Please retype the data in full and exactly; the pictures are not part of the copy.

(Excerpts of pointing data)
· · · · · · ·

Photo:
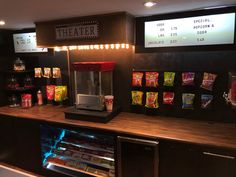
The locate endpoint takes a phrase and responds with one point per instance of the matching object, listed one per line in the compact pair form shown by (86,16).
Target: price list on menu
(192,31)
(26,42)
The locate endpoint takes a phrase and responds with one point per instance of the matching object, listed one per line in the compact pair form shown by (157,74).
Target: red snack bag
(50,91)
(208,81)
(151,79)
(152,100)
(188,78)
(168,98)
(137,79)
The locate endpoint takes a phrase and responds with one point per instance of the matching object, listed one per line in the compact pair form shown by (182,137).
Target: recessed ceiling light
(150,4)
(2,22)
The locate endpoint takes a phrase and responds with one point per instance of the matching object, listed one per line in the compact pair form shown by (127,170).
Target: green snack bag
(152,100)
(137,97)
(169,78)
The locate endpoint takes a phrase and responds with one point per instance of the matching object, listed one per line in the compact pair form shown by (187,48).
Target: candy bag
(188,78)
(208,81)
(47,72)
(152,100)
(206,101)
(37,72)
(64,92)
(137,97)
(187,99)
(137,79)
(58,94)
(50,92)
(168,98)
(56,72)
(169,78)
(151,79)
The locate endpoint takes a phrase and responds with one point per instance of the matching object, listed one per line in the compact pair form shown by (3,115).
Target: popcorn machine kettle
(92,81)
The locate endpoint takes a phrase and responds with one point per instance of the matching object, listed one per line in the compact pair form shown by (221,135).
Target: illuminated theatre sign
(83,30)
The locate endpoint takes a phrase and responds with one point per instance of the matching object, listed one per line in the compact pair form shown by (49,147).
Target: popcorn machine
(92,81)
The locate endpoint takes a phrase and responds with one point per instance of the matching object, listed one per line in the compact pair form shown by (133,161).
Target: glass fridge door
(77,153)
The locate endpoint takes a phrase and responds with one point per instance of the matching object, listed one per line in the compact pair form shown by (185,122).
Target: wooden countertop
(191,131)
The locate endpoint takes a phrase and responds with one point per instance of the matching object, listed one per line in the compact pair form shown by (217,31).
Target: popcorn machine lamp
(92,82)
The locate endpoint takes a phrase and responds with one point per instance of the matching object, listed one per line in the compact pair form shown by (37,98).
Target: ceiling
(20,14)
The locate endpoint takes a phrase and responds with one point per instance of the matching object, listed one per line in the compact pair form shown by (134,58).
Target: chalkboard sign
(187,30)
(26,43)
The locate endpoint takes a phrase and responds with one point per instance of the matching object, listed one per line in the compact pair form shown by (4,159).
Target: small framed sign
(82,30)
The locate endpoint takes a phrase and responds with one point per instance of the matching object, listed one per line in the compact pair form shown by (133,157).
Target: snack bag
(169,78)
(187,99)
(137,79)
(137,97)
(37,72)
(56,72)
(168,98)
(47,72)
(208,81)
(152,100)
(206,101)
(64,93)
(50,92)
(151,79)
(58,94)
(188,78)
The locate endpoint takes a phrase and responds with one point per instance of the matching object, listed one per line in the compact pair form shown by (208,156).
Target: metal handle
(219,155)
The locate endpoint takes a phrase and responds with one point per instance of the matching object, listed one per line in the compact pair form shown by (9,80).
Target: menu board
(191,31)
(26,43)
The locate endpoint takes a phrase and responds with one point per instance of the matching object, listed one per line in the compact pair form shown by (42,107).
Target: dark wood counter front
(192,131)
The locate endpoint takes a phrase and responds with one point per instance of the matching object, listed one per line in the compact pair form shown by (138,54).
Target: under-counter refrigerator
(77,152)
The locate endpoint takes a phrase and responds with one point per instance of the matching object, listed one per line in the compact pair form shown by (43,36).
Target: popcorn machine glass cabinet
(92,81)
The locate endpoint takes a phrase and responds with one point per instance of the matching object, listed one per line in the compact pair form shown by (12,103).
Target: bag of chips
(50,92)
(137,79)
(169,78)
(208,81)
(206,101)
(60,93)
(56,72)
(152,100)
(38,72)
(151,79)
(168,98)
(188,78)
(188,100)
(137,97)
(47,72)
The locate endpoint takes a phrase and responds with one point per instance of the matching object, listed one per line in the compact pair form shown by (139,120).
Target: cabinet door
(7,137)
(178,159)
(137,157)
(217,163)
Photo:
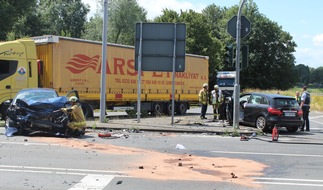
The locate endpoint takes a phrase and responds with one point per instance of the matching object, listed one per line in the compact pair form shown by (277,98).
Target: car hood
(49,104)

· · · · · · ·

(The response)
Photo:
The locate endpoint takes a phrase and responds with one point per instance of the matching object, listed one per line in the compact pair form shown by (86,16).
Target: price list on menu
(192,31)
(26,42)
The locate endpoint takes a phrase and responds with one point per instance of the matching object, listed one per line in the compact pair form shown by (157,74).
Target: red snack bag
(50,91)
(208,81)
(151,79)
(152,100)
(188,78)
(168,98)
(137,79)
The locate endpoint takes a phrase and responds with one point per instance of the matching object, listed one per line in the compact pair form shown by (182,137).
Target: recessed ceiling light
(150,4)
(2,22)
The locate endpoint takes a phrase and responds with one point per instance of the matching object, listed one per line in the compact pair form shown by (127,170).
Target: green snack bag
(152,100)
(137,97)
(169,78)
The locate endpoint takes a phrase and responds with one point per instance of the matching object, listed one per line in the compact pair form shown by (187,48).
Target: candy bag
(188,78)
(208,81)
(47,72)
(152,100)
(206,101)
(37,72)
(64,92)
(137,97)
(187,99)
(137,79)
(58,94)
(50,92)
(168,98)
(56,72)
(169,78)
(151,79)
The locate endpoint takes a phrase and responds with one point per instance of the matching object, listed one per line in the compact pair form shown by (3,115).
Target: popcorn machine kettle
(92,81)
The locate endpoint takes a phrase and responds with one point per instance of the matching object, listed one per line in the compact pair form shown by (221,135).
Target: illuminated theatre sign
(83,30)
The locate endpoint takes a phrase and responds with one point per instance of the matching object, listed one per line in the compact pair form shown by (49,147).
Target: popcorn machine
(92,81)
The locate endpoint takes a phrase and responds with one point per instance of the matching object, listed one per line in the compact pair form shown by (133,161).
Target: glass fridge door
(77,153)
The locate endpoint takes a phrase and responds with one point per instance of the matching object, listed one per line in the compact pair form shown by (185,122).
Target: wooden countertop
(191,131)
The locate endpoint takes a phrase and responds with one point per instance of the matching object, listed one per line in the compact pair form shown by (217,31).
Target: popcorn machine lamp
(92,82)
The locate endpoint takes a phrase and responds with one point per instance of the matching object, listed one per line in the compact pair form shown by (37,98).
Target: ceiling
(20,14)
The locate endpoint takes a phrase and responds with one point per instance of the matching object, listed one per line in the compact pair form shown by (134,58).
Target: chalkboard sign
(187,30)
(26,43)
The locate endpoint takes a phrase and responds with one point per instance of the matching object, listed one per line in the compact pair form shown by (4,159).
Target: small framed sign
(82,30)
The locate endpoint takes a phrase and responds with one point per instance of the matching object, listed one per line in the compact pair form shown by (133,157).
Target: snack bag
(169,78)
(187,99)
(137,79)
(137,97)
(37,72)
(56,72)
(168,98)
(47,72)
(208,81)
(152,100)
(206,101)
(64,93)
(50,92)
(151,79)
(58,94)
(188,78)
The locate endpoint takes a phrase and responds with one point per instance of the matching object, listed one per line in the compact pair form shown by (208,156).
Target: metal handle
(219,155)
The locate endpoint takes a phrase and responds with one point per instance of the matching object, listed one per line in the compact pair form shown by (9,80).
Target: menu board
(191,31)
(26,43)
The locate endpoint takes a phrase and responds with one point per instance of the matching object, listed one per line in the compact pair form shown by (42,107).
Target: dark wood counter front
(192,131)
The locate endpoint takes a phrase and responds with one point per instance of the matching object, listed one per line in the compact pair form shown by (138,54).
Target: under-counter refrigerator
(77,152)
The locate endpoint takes a phrase and responds with one point per instance of the matching object, listed one per line in the compact pair form shown by (43,36).
Target: popcorn machine glass cabinet
(92,81)
The locate endpoint takes a phrase and responds with one point per instance of the matching object, listed one per line in the compact pair form shown by (12,103).
Target: bag of chips
(50,92)
(137,79)
(169,78)
(208,81)
(206,101)
(60,93)
(56,72)
(152,100)
(38,72)
(151,79)
(168,98)
(188,78)
(188,100)
(137,97)
(47,72)
The locate endpoint takes a phrase and responds with one point per instance of the matching object, listed one per line in the compact pair form shown by (139,120).
Target: cabinet door
(7,137)
(178,159)
(137,157)
(217,163)
Photo:
The locate endpoint takes a phrase and responds with one point per instance of the matching object, listed one per line in the compact pair form shown by (277,98).
Target: car hood
(49,104)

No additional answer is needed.